_Texto citado:_

El Teatro Colón de Buenos Aires repuso luego de casi 20 años esta pieza monumental de todo el repertorio, en una co-producción con nada menos que el Metropolitan Opera House de Nueva York, la Royal Opera House Covent Garden de Londres y el Teatro Regio de Turín, bajo la dirección general escénica del prestigioso regisseur Robert Carsen, que no estuvo presente y delegó la responsabilidad en el maestro Bruno Ravella. Una puesta fuera de la época indicada en la partitura, ajustada al momento histórico en que fue estrenada la ópera (principios de siglo XX), y que por ello resignó gran parte de la belleza estética de decorados y vestuario propios del cruce de una alicaída aristocracia y una ascendente burguesía, que caracterizan las producciones convencionales.

La escenografía propuesta por Paul Steinberg se ciñó a amplios espacios ambientando el dormitorio de la Mariscala, el patio de armas de la mansión de los Faninal y la posada, convertida en prostíbulo, en la cual concluye la comedia de enredos montada para desenmascarar al Barón Ochs. Los paneles correspondientes a los actos primero y tercero son esencialmente coincidentes, reemplazándose los cuadros familiares del primero por escaparates con señoritas haciendo “striptease” en el último. Poco mobiliario con algunos sillones tan anacrónicos como el célebre vals de la obra, con la excepción de un voluminoso tanque-cañón que se ubica por momentos en el acto segundo, símbolo de la inminente Primera Guerra Mundial, el cual será reafirmado al caer el telón de la ópera con la incursión de un pelotón de soldados disparando.

En general, la iluminación diseñada por el propio Carsen y Peter van Praet fue plana, con una interesante variante en la escena de la presentación de la rosa. El vestuario, ajustado al estilo prusiano, sobrio y poco lucido, fue ideado por Brigitte Reiffenstuel.

La Orquesta Estable demostró la consuetudinaria simbiosis que logra con las partituras straussianas. Los brillantes y exultantes bronces y el apretado intimismo de los pasajes camarísticos que alternan a lo largo de la obra fueron modulados de manera exquisita por el maestro Alejo Pérez. Su dominio total del estilo y una profunda comprensión del devenir dramático de la pieza dotaron a la interpretación de una gran solidez de conjunto, sin dejar de destacar esos breves pasajes en los que algún instrumento solista (como el violín al final del primer acto) agregan un placer y una emoción adicional.

El Coro Estable y el Coro de Niños, dirigidos por Miguel Martínez y César Bustamante respectivamente, que en el tercer acto juegan un papel protagónico, tuvieron otra noche de excepción, a pesar que la palabra “excepción” sea bastante inapropiada, ya que es lo habitual disfrutar de un desempeño de alto nivel. La coreografía de Philippe Giraudeau distrajo durante la escena en que se conocen Octavian y Sophie, pero contribuyó al desenfreno que se desata al final del acto segundo.

_Información proporcionada:_
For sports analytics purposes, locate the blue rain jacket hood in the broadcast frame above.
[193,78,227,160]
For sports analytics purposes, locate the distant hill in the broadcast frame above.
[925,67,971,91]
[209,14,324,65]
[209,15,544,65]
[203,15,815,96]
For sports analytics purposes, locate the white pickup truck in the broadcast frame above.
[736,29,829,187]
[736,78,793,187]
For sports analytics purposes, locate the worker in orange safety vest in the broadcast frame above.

_Problema planteado 1:_
Copia textualmente el fragmento de la reseña sobre la puesta en el Teatro Colón que va de "En general, la" a "por Brigitte Reiffenstuel.".
_Problema planteado 2:_
Según la reseña sobre la puesta en el Teatro Colón, ¿quién ideó el vestuario?
_Problema planteado 3:_
Prosigue la reseña sobre la puesta en el Teatro Colón a partir de su última oración.
El material no tiene ningún papel aquí.

_Respuesta a la tarea 1:_
En general, la iluminación diseñada por el propio Carsen y Peter van Praet fue plana, con una interesante variante en la escena de la presentación de la rosa. El vestuario, ajustado al estilo prusiano, sobrio y poco lucido, fue ideado por Brigitte Reiffenstuel.

_Respuesta a la tarea 2:_
El vestuario fue ideado por Brigitte Reiffenstuel.

_Respuesta a la tarea 3:_
La mezzosoprano norteamericana Jennifer Halloway brindó un Octavian magnífico. La extensión de su registro y el caudal de su emisión le permitieron llevar con solvencia la parte vocal, a lo cual le sumó una composición actoral deslumbrante. De adecuado porte para el rol, dio con el perfil masculino justo, con movimientos corporales creíbles y no exagerados. La habíamos disfrutado en Requiem, la ópera del argentino Oscar Strasnoy basada en la novela de William Faulkner que se dio en 2014, reafirmando en esta oportunidad sus grandes condiciones vocales. A título informativo interpretará a Sieglinde y Salomé el año próximo durante la temporada europea.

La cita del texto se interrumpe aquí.